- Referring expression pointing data
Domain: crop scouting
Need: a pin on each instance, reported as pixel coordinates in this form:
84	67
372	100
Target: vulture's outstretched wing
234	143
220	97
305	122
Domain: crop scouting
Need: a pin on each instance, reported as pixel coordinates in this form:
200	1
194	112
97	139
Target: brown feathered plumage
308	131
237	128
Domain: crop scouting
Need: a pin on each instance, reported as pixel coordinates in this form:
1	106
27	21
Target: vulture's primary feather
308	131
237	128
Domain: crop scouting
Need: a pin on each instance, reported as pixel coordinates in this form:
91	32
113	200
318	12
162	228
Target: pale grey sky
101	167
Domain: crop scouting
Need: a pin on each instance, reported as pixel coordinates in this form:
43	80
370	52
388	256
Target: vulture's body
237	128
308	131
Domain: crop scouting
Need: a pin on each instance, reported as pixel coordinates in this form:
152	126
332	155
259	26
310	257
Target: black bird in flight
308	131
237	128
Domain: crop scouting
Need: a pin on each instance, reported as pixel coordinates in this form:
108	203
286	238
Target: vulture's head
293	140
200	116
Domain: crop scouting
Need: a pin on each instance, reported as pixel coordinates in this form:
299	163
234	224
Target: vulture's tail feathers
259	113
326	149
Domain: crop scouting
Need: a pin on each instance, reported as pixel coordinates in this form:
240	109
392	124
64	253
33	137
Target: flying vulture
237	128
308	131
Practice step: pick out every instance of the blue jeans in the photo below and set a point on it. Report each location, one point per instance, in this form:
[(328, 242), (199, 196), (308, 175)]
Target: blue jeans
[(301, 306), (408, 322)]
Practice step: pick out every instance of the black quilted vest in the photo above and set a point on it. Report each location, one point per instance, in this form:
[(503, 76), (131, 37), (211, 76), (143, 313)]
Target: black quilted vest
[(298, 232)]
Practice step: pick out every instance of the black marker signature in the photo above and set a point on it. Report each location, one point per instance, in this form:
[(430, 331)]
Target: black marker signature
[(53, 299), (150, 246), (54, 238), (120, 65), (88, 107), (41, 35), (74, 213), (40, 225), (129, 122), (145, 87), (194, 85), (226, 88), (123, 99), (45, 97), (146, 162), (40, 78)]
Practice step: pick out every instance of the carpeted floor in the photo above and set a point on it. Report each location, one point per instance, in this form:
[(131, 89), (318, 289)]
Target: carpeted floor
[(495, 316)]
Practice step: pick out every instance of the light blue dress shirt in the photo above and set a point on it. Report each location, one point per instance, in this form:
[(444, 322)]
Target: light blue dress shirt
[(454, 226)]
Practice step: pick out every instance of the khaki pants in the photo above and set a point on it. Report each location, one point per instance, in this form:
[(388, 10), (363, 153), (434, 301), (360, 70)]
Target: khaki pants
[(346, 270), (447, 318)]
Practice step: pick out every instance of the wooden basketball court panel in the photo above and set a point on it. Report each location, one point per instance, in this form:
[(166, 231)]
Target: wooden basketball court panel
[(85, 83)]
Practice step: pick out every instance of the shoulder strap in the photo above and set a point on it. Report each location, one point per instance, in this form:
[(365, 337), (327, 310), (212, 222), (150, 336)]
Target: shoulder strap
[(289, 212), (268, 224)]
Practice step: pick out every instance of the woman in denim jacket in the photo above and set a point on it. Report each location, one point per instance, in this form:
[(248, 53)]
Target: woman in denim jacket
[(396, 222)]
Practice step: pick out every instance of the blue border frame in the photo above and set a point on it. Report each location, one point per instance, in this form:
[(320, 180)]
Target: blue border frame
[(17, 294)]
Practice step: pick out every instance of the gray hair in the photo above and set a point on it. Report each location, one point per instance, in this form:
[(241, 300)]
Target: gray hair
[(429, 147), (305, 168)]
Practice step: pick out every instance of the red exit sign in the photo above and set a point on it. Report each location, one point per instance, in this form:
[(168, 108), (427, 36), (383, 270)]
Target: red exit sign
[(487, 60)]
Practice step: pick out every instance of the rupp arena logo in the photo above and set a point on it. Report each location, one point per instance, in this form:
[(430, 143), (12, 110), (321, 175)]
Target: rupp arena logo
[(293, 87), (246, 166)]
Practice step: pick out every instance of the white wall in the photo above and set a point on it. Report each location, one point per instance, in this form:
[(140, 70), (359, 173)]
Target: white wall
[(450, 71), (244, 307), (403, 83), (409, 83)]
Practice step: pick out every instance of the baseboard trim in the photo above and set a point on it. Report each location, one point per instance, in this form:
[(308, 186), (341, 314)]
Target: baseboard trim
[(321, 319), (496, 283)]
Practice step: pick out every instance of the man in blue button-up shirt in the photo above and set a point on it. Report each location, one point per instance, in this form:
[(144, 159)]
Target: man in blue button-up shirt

- EXERCISE DESCRIPTION
Repeat the records. Match them exactly.

- RESPONSE TO THIS EXERCISE
Domain: crop scouting
Need: a pin on each instance, reported as pixel coordinates in this form:
84	67
372	100
Target: vulture's outstretched wing
234	143
220	97
305	122
Domain: crop scouting
Need: a pin on each instance, reported as pixel coordinates in this form:
200	1
194	112
97	139
Target: brown feathered plumage
308	131
237	128
Domain: crop scouting
Need: a pin on each instance, reported as pixel coordinates in this form:
1	106
27	21
Target: vulture's primary feather
308	131
237	128
Domain: crop scouting
Need: a pin on each instance, reported as pixel coordinates in this form:
91	32
113	200
318	12
162	228
Target: pale grey sky
101	167
Domain: crop scouting
Need: a pin on each instance, reported as pixel coordinates in this form:
43	80
370	52
388	256
Target: vulture's body
237	128
308	131
Domain: crop scouting
Need: a pin on each instance, reported as pixel coordinates in this form:
152	126
332	155
259	26
310	257
Target: black bird in flight
308	131
237	128
Domain: crop scouting
Need: a pin on each instance, reported as pixel coordinates in this form:
108	203
286	238
Target: vulture's head
293	140
200	116
Domain: crop scouting
Need: a pin on each instance, reported as pixel coordinates in this form:
299	163
234	224
Target: vulture's tail feathers
259	113
326	149
Domain: crop scouting
Need: a pin on each instance, reported as pixel coordinates in this form:
240	109
392	124
64	253
33	137
Target: flying vulture
237	128
308	131
Practice step: pick out every instance of the blue jeans in the photo below and set a point on it. Report each location, one point per instance, in this form:
[(328, 242), (199, 196), (308, 175)]
Target: blue jeans
[(301, 306), (408, 322)]
Practice step: pick out every instance of the black quilted vest in the photo above and set a point on it. Report each location, one point per instance, in this form:
[(503, 76), (131, 37), (211, 76), (143, 313)]
Target: black quilted vest
[(298, 232)]
Practice step: pick out every instance of the black marker signature in the photo above and set a point on it. Report each location, one point per instance, in this form:
[(430, 331)]
Target: black marker signature
[(53, 299), (150, 246), (54, 238), (120, 65), (88, 107), (41, 35), (74, 213), (40, 225), (129, 122), (145, 87), (194, 85), (226, 88), (123, 99), (45, 97), (146, 162), (40, 78)]
Practice step: pick out every instance of the carpeted floor in the photo above and set a point on it. Report each location, one point per instance, in this form:
[(131, 89), (318, 289)]
Target: carpeted floor
[(495, 316)]
Practice step: pick out every instance of the light blue dress shirt in the photo above and set a point on it. Report each location, one point per instance, in this form:
[(444, 322)]
Target: light blue dress shirt
[(454, 226)]
Practice step: pick out every instance of the khaki pants in the photo above and set a point on it. Report each location, one point per instance, in this form:
[(388, 10), (363, 153), (434, 301), (360, 70)]
Target: khaki pants
[(346, 270), (447, 318)]
Practice step: pick out every instance of the wooden basketball court panel in the photo above and set a point on it. Report each location, one point per instance, in this form:
[(166, 231)]
Target: wooden basketball court panel
[(85, 83)]
Practice step: pick out every instance of the shoulder strap in the photo above and set a point on it. Report each location, one point per instance, in this form:
[(365, 337), (327, 310), (212, 222), (150, 336)]
Target: shoulder strap
[(289, 212), (268, 224)]
Practice step: pick out every instance of the woman in denim jacket in the photo above and set a point on it. Report each location, one point per instance, in this form:
[(248, 53)]
Target: woman in denim jacket
[(396, 222)]
Practice step: pick out every instance of the blue border frame in the photo above and set a point on it. Report each location, one point per instance, in this form:
[(320, 180)]
Target: blue border frame
[(17, 294)]
Practice step: pick out every instance of the gray hair in the photo above and set a point on it. Report each location, one point per instance, in this form:
[(241, 300)]
Target: gray hair
[(429, 147), (305, 168)]
Practice step: pick out every instance of the red exit sign in the photo above and set a point on it. Report each location, one point per instance, in this form:
[(168, 108), (427, 36), (383, 270)]
Target: red exit sign
[(487, 60)]
Practice step: pick out every instance of the rupp arena logo in the photo above and set a point on it. Report each location, one point per instance, in this form:
[(430, 143), (12, 110), (321, 175)]
Target: rupp arena logo
[(293, 87), (246, 166)]
Practice step: pick out every instance of the white wall in the photo above and set a point on it. Report each location, one point per instance, in this form:
[(140, 70), (359, 173)]
Target: white wall
[(450, 71), (244, 307), (403, 83), (409, 83)]
Practice step: pick out every instance of the baseboard trim in the photo above and set a point on it. Report each location, one point per instance, in this form:
[(308, 186), (341, 314)]
Target: baseboard trim
[(321, 319), (496, 283)]
Practice step: pick out every instance of the man in blue button-up shirt in the photo above and set a point on it. Report each location, one point per instance, in this form:
[(144, 159)]
Target: man in blue button-up shirt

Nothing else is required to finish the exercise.